Every line from the first in the listing below to the line containing "positive clicks: (176, 334) (175, 344)" is to be repeated exactly, and no line past it.

### Provided records
++++

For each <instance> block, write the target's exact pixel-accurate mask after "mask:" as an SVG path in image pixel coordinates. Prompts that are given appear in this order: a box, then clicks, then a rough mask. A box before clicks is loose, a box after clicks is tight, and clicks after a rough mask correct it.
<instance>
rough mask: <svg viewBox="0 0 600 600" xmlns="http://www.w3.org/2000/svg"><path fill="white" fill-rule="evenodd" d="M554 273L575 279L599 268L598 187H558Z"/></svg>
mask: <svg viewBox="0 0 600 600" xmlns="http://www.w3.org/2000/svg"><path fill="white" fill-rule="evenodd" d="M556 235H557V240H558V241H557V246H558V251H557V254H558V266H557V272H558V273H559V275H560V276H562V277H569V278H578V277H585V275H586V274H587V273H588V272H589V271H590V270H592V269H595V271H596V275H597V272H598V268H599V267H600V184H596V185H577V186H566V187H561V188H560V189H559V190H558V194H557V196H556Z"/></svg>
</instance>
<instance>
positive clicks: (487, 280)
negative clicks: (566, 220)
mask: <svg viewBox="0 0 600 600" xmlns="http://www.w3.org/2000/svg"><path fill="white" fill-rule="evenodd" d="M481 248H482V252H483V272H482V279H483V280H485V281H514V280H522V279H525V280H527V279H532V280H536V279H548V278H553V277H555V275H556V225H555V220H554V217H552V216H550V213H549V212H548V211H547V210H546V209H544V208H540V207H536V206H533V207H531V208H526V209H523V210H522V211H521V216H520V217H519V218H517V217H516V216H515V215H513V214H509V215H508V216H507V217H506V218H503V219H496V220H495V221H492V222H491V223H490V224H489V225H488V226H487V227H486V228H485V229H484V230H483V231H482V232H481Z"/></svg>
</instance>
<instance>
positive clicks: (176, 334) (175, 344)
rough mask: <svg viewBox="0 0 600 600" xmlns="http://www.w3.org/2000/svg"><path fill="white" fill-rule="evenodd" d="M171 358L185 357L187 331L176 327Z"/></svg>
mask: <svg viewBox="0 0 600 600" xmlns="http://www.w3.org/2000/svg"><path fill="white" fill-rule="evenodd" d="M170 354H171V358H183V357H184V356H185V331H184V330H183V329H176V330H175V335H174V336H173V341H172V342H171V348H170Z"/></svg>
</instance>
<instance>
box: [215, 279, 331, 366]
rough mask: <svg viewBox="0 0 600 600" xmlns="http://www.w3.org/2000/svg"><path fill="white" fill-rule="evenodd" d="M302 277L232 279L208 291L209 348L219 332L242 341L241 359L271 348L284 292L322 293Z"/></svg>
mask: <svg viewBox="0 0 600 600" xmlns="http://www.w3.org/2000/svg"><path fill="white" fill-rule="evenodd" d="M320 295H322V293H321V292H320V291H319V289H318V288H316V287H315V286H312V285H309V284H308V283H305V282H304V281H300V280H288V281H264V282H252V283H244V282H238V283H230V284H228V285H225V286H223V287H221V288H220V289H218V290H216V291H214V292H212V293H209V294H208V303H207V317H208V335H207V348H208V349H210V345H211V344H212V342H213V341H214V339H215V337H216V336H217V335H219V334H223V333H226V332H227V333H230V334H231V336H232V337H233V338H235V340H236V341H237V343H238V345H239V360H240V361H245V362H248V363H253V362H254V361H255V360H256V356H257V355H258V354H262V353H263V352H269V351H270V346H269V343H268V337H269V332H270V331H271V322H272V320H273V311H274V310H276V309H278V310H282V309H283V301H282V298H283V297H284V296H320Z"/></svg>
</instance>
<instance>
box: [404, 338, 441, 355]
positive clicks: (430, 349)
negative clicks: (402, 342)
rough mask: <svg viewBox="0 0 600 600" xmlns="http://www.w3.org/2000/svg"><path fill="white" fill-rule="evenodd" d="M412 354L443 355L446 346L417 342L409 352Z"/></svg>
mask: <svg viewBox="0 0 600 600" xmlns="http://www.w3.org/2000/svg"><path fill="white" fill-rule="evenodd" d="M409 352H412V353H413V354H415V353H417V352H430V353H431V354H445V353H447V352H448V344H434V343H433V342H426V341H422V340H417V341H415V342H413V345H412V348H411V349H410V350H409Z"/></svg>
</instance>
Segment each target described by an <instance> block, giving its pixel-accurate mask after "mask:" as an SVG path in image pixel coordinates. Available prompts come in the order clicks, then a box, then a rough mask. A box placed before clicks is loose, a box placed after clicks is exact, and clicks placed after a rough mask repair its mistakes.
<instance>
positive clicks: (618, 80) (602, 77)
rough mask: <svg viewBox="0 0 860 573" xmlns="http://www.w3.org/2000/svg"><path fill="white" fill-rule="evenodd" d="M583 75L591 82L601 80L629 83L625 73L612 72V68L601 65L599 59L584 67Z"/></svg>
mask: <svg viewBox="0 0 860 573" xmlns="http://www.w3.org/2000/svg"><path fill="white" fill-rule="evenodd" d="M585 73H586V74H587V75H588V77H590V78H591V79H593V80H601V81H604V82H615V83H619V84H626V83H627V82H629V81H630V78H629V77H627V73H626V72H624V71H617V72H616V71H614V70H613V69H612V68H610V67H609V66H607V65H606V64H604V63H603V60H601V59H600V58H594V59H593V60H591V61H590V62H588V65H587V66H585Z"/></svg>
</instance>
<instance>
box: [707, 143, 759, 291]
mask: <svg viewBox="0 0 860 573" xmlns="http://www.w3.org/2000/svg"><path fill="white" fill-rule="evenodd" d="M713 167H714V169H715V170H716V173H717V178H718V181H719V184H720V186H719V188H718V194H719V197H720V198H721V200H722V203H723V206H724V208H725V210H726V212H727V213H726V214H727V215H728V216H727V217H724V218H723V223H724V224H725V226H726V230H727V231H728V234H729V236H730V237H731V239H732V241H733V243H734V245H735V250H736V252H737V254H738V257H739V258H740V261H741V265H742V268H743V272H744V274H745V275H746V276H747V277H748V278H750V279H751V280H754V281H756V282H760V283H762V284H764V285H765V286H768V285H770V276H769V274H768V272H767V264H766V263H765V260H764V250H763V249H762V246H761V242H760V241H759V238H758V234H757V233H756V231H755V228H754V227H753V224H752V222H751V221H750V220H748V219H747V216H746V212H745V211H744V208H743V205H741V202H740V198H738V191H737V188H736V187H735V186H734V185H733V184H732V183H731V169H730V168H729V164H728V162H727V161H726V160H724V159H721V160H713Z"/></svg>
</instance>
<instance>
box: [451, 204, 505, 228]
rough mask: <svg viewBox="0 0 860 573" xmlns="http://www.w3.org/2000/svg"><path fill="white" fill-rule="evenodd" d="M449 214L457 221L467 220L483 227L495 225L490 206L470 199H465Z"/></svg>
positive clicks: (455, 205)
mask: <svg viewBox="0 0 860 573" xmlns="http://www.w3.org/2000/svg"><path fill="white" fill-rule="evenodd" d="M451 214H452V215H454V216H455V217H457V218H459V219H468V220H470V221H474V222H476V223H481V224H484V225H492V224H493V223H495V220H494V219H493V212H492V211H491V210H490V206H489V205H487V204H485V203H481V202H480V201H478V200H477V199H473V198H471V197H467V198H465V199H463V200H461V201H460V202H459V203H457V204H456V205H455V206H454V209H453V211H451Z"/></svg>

++++

### Task result
For each <instance> block, write the target's exact pixel-accurate mask after "mask:" as an SVG path in image pixel coordinates. Prompts that are given appear in this order: a box, then clicks, then a rough mask. A box before clicks is loose, a box after clicks is tight, and clicks after a rough mask correct it.
<instance>
rough mask: <svg viewBox="0 0 600 600" xmlns="http://www.w3.org/2000/svg"><path fill="white" fill-rule="evenodd" d="M554 273L575 279L599 268L598 187H558Z"/></svg>
mask: <svg viewBox="0 0 600 600" xmlns="http://www.w3.org/2000/svg"><path fill="white" fill-rule="evenodd" d="M556 235H557V240H558V241H557V246H558V251H557V254H558V266H557V272H558V273H559V275H560V276H562V277H569V278H578V277H585V275H586V274H587V273H588V272H589V271H590V270H592V269H595V271H596V275H597V272H598V268H599V267H600V184H596V185H577V186H566V187H561V188H560V189H559V190H558V194H557V196H556Z"/></svg>
</instance>
<instance>
positive clicks: (487, 280)
negative clicks: (566, 220)
mask: <svg viewBox="0 0 600 600" xmlns="http://www.w3.org/2000/svg"><path fill="white" fill-rule="evenodd" d="M481 248H482V252H483V272H482V279H483V280H485V281H514V280H522V279H525V280H527V279H532V280H536V279H548V278H553V277H555V275H556V225H555V220H554V217H552V216H550V213H549V212H548V211H547V210H546V209H544V208H540V207H536V206H533V207H531V208H526V209H523V210H522V211H521V216H520V217H519V218H517V217H516V216H515V215H513V214H509V215H508V216H507V217H506V218H503V219H496V220H495V221H492V222H491V223H490V224H489V225H488V226H487V227H486V228H485V229H484V230H483V231H482V232H481Z"/></svg>
</instance>
<instance>
positive clicks: (176, 334) (175, 344)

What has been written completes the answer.